* **WHAT YOU SHOULD DO**:
Where the listing below has a line with "Place one point on every instance of the bird's wing.", write out exactly that line and every line after it, stopping after the line with "Place one point on every instance of the bird's red".

----- PROVIDED ENTRIES -----

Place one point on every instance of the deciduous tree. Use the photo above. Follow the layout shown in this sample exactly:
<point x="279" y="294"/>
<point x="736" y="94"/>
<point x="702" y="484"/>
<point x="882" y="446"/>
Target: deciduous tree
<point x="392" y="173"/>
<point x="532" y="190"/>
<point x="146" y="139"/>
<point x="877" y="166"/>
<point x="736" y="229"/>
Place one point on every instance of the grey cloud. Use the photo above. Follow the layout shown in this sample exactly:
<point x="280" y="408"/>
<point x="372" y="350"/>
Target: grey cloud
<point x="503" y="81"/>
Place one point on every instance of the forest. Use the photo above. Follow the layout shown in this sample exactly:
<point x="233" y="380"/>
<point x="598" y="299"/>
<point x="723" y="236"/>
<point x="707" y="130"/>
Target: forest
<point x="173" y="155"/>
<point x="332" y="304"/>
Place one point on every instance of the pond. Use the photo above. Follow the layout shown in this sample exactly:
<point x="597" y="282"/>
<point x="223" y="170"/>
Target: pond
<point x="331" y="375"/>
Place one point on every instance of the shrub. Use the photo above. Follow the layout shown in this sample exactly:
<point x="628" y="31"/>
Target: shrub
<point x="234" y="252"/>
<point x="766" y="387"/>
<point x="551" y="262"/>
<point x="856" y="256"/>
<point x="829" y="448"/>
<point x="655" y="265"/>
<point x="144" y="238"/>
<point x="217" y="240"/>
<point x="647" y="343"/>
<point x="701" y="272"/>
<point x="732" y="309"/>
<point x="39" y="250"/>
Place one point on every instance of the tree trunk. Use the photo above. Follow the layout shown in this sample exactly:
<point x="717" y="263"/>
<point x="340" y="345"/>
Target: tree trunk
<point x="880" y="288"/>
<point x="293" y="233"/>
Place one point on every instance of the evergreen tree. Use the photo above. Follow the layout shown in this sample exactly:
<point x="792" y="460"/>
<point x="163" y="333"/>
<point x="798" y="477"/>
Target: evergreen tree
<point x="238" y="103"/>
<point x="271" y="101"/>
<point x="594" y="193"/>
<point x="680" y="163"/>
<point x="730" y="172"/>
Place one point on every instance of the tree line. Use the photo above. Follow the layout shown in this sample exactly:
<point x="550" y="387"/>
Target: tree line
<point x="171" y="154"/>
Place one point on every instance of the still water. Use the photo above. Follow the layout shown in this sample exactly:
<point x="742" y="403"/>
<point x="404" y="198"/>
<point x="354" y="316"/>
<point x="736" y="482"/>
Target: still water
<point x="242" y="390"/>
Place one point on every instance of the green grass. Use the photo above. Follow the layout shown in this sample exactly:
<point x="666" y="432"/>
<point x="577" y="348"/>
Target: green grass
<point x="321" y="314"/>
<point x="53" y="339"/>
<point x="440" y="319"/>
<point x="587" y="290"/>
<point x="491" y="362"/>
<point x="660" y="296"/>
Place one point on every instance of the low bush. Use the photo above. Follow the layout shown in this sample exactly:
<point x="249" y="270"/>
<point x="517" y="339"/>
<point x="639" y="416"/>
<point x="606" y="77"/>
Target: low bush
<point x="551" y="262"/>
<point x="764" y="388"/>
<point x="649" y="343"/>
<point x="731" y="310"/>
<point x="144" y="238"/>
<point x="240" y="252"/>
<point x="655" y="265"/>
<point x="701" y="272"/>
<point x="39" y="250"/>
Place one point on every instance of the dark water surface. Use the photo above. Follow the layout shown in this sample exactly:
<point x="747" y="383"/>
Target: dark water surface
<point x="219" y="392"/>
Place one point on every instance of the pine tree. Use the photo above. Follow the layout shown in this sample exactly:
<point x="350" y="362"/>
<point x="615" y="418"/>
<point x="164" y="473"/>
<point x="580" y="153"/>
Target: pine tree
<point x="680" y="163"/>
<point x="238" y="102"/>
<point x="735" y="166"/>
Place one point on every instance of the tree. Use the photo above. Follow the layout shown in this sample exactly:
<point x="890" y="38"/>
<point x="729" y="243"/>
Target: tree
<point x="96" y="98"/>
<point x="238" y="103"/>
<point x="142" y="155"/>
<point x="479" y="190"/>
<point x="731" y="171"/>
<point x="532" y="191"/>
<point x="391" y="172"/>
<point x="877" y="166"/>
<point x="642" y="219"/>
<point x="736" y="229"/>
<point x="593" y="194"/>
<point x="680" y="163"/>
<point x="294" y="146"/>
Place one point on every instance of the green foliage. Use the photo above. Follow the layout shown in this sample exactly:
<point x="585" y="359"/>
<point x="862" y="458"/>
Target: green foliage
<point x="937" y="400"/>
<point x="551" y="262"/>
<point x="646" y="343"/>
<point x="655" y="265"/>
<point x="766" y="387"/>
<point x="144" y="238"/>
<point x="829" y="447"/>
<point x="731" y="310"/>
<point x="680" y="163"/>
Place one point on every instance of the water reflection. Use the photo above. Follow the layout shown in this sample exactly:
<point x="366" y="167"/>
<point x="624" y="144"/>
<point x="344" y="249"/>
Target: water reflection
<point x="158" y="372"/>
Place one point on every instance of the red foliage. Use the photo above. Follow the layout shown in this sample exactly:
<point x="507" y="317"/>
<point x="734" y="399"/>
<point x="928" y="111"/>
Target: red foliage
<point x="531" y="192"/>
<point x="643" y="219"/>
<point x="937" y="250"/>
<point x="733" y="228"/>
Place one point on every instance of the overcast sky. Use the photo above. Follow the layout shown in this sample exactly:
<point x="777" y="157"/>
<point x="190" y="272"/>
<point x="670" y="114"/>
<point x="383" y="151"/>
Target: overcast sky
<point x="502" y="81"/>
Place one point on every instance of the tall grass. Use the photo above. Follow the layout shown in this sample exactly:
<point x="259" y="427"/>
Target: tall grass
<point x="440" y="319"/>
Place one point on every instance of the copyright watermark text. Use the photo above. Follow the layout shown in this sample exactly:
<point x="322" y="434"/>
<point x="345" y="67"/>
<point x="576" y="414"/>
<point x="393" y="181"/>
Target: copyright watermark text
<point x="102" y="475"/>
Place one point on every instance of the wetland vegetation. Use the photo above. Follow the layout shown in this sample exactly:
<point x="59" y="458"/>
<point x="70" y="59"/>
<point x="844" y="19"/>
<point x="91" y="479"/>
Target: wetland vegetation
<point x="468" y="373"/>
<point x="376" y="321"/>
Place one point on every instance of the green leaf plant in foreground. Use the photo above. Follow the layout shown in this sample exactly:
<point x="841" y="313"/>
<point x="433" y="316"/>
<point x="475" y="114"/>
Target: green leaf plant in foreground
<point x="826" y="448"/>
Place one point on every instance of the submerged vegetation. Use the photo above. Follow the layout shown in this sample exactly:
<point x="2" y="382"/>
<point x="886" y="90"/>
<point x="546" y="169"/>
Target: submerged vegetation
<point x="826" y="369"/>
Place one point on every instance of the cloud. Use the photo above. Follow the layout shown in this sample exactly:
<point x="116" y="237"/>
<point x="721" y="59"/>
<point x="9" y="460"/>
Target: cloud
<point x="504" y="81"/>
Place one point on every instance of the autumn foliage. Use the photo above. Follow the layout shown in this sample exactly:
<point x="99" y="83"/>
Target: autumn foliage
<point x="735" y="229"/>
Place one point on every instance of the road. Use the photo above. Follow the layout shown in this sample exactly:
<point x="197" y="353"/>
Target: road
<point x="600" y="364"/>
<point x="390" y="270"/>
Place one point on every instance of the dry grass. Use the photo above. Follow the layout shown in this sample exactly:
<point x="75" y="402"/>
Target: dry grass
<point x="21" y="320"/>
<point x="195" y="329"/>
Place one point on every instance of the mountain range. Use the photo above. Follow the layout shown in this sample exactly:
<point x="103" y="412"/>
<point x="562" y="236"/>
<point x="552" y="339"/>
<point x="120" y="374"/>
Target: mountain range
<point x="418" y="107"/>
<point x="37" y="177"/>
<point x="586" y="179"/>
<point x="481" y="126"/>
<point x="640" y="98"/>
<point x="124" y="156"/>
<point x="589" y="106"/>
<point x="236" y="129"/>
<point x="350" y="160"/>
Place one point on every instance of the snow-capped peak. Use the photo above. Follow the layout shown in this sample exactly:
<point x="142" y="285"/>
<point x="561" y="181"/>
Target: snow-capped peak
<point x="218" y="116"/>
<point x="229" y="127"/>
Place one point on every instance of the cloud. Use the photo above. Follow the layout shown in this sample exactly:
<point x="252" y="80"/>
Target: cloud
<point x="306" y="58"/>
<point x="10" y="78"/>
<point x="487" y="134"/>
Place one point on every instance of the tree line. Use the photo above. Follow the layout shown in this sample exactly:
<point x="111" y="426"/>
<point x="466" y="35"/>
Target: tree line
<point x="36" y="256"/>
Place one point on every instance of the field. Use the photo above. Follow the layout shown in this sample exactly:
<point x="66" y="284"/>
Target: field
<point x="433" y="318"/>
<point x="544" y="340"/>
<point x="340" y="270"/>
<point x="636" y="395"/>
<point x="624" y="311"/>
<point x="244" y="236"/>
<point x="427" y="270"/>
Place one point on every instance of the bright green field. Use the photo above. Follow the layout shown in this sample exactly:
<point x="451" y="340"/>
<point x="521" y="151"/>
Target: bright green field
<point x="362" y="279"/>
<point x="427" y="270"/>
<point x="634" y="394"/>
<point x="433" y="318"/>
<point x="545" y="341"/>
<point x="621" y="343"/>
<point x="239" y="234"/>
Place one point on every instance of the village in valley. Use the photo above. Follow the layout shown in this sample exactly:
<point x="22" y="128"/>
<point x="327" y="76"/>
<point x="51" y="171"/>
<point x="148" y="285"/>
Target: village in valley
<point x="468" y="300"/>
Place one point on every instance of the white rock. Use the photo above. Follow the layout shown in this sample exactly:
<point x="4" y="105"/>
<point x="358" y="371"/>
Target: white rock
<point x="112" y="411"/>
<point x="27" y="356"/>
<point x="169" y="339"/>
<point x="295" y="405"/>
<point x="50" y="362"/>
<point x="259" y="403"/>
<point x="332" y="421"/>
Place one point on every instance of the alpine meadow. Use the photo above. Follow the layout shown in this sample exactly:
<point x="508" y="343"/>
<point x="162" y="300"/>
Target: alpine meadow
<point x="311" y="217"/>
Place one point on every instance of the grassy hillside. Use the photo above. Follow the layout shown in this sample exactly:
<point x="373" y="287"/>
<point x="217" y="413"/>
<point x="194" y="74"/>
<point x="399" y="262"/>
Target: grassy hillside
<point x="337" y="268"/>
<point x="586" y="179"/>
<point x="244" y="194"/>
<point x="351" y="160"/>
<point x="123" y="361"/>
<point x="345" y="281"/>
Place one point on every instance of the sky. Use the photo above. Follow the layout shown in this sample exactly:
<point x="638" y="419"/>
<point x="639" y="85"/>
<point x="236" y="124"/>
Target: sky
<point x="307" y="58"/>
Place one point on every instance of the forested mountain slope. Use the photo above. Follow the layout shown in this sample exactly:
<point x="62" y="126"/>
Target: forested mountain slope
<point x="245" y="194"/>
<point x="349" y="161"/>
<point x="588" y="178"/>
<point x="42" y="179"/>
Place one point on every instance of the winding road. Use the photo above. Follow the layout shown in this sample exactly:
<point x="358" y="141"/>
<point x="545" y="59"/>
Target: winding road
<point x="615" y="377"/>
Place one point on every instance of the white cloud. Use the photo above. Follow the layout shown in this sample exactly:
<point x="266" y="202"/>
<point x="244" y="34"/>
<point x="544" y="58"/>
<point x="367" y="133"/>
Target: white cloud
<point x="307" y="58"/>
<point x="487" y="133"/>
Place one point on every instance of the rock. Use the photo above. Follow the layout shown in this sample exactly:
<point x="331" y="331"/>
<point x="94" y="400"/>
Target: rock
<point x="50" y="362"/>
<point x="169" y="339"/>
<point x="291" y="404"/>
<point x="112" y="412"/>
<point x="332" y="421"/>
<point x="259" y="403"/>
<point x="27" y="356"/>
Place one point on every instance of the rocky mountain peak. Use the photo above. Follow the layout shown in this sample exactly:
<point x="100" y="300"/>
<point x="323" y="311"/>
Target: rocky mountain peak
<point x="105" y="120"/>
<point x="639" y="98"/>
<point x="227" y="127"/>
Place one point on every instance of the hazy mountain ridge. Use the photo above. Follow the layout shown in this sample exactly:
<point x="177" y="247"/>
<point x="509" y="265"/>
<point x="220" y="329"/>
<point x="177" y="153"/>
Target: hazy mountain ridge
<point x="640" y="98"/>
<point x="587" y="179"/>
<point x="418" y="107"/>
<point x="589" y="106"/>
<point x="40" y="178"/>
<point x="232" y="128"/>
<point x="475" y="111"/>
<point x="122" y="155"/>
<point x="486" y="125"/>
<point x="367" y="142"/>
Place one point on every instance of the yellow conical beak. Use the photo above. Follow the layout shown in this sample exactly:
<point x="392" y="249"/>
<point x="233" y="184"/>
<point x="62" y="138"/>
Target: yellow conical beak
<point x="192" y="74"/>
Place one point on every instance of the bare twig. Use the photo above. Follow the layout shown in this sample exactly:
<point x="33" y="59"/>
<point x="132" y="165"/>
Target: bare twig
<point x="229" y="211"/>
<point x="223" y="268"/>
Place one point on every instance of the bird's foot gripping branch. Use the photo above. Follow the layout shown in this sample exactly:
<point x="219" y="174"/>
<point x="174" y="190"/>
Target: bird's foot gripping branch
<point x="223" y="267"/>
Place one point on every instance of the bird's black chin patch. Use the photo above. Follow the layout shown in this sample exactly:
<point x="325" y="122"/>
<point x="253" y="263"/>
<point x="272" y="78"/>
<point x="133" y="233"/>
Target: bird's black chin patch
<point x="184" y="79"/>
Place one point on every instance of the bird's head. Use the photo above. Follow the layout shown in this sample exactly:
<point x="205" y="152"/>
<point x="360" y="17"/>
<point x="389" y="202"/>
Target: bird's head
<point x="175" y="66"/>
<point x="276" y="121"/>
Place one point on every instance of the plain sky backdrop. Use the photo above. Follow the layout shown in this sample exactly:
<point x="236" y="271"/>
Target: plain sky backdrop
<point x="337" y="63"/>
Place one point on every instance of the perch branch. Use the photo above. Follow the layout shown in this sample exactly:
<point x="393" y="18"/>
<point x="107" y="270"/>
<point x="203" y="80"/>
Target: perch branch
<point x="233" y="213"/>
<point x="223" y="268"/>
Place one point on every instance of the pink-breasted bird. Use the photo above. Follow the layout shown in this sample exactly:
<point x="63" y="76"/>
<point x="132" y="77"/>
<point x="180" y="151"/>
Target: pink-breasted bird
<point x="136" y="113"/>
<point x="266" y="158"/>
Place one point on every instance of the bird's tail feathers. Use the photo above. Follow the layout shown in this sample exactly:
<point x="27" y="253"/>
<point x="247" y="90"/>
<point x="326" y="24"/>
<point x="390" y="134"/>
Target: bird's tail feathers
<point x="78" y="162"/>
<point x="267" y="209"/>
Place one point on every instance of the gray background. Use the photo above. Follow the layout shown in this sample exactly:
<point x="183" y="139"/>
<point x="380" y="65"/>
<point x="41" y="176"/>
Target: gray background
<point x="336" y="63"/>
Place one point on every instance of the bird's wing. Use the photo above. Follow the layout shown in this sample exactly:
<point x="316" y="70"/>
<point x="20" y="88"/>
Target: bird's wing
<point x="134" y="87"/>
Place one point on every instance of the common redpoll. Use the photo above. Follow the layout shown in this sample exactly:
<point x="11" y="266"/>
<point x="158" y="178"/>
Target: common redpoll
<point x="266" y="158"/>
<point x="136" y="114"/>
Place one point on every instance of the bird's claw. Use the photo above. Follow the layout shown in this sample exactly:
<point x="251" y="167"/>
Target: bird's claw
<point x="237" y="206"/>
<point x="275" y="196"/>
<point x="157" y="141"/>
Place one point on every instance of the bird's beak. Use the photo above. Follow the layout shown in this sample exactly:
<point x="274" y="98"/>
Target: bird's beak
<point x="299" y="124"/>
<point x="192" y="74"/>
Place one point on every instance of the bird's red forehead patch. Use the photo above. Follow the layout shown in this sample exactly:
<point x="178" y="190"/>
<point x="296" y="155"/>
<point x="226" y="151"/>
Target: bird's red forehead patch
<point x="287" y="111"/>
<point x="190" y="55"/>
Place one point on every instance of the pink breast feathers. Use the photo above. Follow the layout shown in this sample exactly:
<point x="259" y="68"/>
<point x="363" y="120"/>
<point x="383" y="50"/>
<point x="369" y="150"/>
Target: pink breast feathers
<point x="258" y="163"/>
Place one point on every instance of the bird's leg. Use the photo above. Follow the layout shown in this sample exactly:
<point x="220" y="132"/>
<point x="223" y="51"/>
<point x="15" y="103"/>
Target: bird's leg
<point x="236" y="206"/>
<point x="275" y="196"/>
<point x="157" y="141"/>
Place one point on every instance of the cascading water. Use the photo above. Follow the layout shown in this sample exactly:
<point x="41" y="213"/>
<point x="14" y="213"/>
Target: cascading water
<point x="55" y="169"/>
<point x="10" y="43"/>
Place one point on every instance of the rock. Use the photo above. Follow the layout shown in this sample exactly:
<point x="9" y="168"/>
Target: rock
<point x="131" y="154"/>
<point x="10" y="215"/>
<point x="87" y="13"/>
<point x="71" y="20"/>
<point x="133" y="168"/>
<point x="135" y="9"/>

-----

* **ANSWER TO THE PROBLEM**:
Place one point on every instance of the bird's wing. Use the photo above. Follow the layout shown in this sample exactly:
<point x="316" y="70"/>
<point x="20" y="88"/>
Target: bird's wing
<point x="134" y="87"/>
Place one point on every instance of the common redpoll. Use the photo above. Follow the layout shown in this sample exactly:
<point x="11" y="266"/>
<point x="158" y="178"/>
Target: common redpoll
<point x="266" y="158"/>
<point x="136" y="114"/>
Place one point on every instance of the bird's claw. Use the photo above. Follow the layout shown in this sample exactly:
<point x="251" y="167"/>
Target: bird's claw
<point x="237" y="206"/>
<point x="275" y="196"/>
<point x="157" y="141"/>
Place one point on every instance of the bird's beak. Use the photo above. Follow the layout shown in this sample exactly:
<point x="274" y="98"/>
Target: bird's beak
<point x="299" y="124"/>
<point x="192" y="74"/>
Place one point on every instance of the bird's red forehead patch. Use the photo above. Follow the layout shown in this sample exactly:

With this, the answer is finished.